**INSTRUCTIONS TO FOLLOW**:
Leave out the pictures and repeat everything else in the records exactly.

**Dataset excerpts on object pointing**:
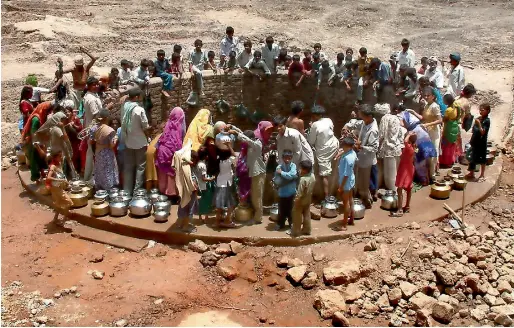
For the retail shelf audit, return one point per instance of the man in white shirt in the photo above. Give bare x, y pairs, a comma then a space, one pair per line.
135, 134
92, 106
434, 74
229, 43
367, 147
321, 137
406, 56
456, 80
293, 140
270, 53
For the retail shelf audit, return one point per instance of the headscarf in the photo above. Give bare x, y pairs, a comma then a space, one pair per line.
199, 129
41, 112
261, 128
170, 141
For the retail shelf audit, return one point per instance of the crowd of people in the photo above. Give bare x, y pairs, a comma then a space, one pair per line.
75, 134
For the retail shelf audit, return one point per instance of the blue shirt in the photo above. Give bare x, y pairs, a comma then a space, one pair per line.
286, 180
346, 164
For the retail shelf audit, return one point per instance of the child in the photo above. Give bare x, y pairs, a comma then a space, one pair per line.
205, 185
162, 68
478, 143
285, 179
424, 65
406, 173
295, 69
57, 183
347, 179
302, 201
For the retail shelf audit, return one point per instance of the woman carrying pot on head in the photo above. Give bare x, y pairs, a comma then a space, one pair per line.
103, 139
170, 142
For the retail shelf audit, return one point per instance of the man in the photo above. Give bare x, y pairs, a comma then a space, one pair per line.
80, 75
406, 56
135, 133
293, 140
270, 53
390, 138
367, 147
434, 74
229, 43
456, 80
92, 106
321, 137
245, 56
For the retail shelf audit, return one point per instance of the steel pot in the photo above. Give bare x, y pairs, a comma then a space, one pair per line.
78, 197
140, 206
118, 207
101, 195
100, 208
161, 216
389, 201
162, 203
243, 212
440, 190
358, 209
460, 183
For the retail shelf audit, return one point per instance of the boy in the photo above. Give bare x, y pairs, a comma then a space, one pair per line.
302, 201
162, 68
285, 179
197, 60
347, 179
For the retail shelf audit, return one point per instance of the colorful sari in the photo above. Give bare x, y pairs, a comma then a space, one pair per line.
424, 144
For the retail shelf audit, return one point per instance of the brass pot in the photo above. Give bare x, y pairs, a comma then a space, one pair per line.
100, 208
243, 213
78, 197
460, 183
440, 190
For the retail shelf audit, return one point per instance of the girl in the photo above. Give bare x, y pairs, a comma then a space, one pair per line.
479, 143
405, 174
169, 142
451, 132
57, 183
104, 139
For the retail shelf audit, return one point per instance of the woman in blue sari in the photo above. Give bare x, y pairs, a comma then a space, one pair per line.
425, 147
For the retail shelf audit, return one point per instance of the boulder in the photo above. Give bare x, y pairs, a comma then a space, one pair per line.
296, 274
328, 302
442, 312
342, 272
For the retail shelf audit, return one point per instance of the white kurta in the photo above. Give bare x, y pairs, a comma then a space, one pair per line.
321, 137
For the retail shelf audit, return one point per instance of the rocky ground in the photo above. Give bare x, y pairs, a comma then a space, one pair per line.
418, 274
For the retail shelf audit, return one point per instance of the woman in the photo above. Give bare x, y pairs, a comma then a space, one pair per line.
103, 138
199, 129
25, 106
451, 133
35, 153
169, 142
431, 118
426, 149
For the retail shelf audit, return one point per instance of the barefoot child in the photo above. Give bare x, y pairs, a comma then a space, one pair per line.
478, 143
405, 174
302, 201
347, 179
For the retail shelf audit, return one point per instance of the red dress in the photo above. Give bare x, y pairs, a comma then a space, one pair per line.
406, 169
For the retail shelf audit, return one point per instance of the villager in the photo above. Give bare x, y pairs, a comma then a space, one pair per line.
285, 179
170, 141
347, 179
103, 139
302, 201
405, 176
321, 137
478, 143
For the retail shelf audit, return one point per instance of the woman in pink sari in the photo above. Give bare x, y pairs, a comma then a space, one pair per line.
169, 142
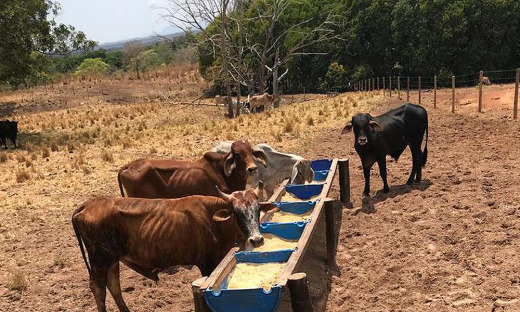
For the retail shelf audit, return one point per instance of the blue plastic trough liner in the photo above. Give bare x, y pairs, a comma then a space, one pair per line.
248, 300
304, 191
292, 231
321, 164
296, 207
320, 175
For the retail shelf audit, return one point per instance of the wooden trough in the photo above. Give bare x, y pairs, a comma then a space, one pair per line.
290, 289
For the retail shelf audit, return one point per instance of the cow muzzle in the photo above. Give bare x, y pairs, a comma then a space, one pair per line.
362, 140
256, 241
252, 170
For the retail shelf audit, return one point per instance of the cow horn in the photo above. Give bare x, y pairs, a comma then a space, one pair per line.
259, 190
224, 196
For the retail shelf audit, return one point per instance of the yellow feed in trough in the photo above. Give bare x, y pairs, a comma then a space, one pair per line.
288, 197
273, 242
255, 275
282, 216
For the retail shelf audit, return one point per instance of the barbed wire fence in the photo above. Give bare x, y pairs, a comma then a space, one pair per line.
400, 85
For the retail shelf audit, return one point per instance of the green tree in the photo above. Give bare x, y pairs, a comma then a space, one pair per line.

**OUTPUT BELOW**:
For the retail shelf audit, return one point per instance of the man in white shirt in the photo above. Give bare x, y pairs, a comma then a space, one pair per line.
135, 134
92, 106
434, 74
229, 43
367, 147
321, 137
406, 56
456, 80
293, 140
270, 53
For the retail shelf audit, return one point per instance of the headscarf in the photo above. Give bare x, y pairs, a comma then a space, one pair per line.
199, 129
41, 112
261, 128
170, 141
For the retail shelf audit, return one point per instance of the crowd of people in the photo above. Give bare x, y pairs, a comma then a space, one pair per line.
75, 134
For the retail shelf audit, return one point per instance of the blue shirt in the photo above. Give bare x, y pairs, a comma then a space, one pair per line.
286, 180
346, 164
For the retail shelf audit, return one point per instance of the child in the photo above. Give bare x, y pairs, a comma then a space, one pair per line.
205, 185
162, 68
478, 143
285, 179
424, 65
406, 173
295, 69
57, 183
347, 179
302, 201
For the retail shelf audit, return one point per instance of the woman carrying pot on head in the photo above. Give bare x, y pairs, a comma then a space, one pair per line.
103, 139
170, 142
For the retail shelf audit, return one point per instance of the man in the photo above. Give bare x, y pairs, a comma then a space, one pair per line.
80, 75
406, 56
135, 133
293, 140
270, 53
390, 138
367, 147
434, 74
229, 43
456, 80
92, 106
321, 137
245, 56
For the retail shelf audit, return one point per instance of the steel pot in the photo above. Give bare x, y pairs, a comma then a space, one pair per line.
78, 197
140, 206
118, 207
101, 195
100, 208
161, 216
389, 201
162, 203
243, 212
440, 190
358, 209
460, 183
For the retail shelf audit, return one point per instance of the boy in the photo above. Give bare x, y pairs, a comma then a space, one pair per line.
302, 201
162, 68
285, 179
197, 60
347, 179
For the retail shelf audit, return one point per instance of the colorful sari in the photo above. Give bare x, y pairs, a comma then a space, one pair per line.
424, 144
For the retail shelf audit, return one point per instance of the brass pot in the photo above. Give bare x, y pairs, a comma then a space, one pair per line.
100, 208
243, 213
78, 197
460, 183
440, 190
For the retail shelf audit, return one point per instance of the girl in the photo above. Give bare x, y pairs, a comma then a space, one pair per line.
479, 143
405, 174
169, 142
451, 132
57, 183
104, 139
For the retail shelf audit, return one point per instance of the woman in blue sari in the photo above. Give bare x, y pairs, a comma then a space, one pair per line.
425, 147
For the retail shelf audit, return one point per instance of the boulder in the photo above. Give bare x, y pairs, a comma then a space, one pair per line.
296, 274
328, 302
442, 312
342, 272
For the retail shelf audit, return one point per instance of the white kurta in the photo above. Give bare x, y pairs, a comma then a space, one pair per line.
321, 137
For the retail shelf audit, return one point per instance of the rocky ground in the photo above. Give bare x, y pairs, a comma then a space, one pair per line.
418, 274
For the retail shelf audit, return one point per instance of the woman in the photo above. Give bare x, y pairs, a comma then a space, one pair per line.
103, 138
199, 129
25, 106
451, 133
35, 153
169, 142
431, 118
426, 149
For the retail shelf audit, return one point per instance of the barefoot child in the photo above. Give bare x, y pairs, a comma then a space, one pair per line.
478, 143
405, 174
302, 201
347, 179
For the retail shelf audit, return one point per instance of the red dress in the photo above. Give bare x, y pairs, a comma then a space, one pair per line.
406, 169
For the retail shelf audit, return one point per instance of the villager in the photo above. Give bare x, y pairs, a comma then a space, one pair per line.
285, 179
170, 141
347, 179
103, 139
302, 201
405, 176
321, 137
478, 143
For the retail shelf audit, return one point per instance of the woman in pink sari in the photo above. Give bare x, y pairs, a comma then a space, one pair per line.
169, 142
For the retail shelf audit, return one point per instance of the blue plastic trough liner in the photo above. Give bare x, y pairs, a comma then a space, one pair per line.
248, 300
304, 191
292, 231
321, 164
296, 207
320, 175
For the retail shelf audit, return one point per instance of the wooden trough in the photo above. Give bare x, y pairs, a comma then a space, one pair per line.
290, 289
For the retail shelf audit, return one point per instance of the cow muzzle in the photo above. Give bare x, y pairs, a comma then a space, one pair per line.
362, 140
256, 241
252, 170
For the retail shelf audit, return one point per instance of the cow horn in the photo above. Give bare x, y pairs, a comma then a space, one pair per line.
259, 190
224, 196
For the retail shelf audit, return one point per instance of the yellow feed in trough in the photo above. Give bare x, y pairs, a comma then a space, one pair per line.
288, 197
273, 242
255, 275
282, 216
For the retail shelf audit, return one point per instance of the barbed wire fence in the photo above. Give bare x, y pairs, a comma then a space, one pair per line.
400, 85
For the retail shelf audit, return one point per instance of the green tree in the photo above. Give bare x, y pairs, a comma then a space, one pair per line.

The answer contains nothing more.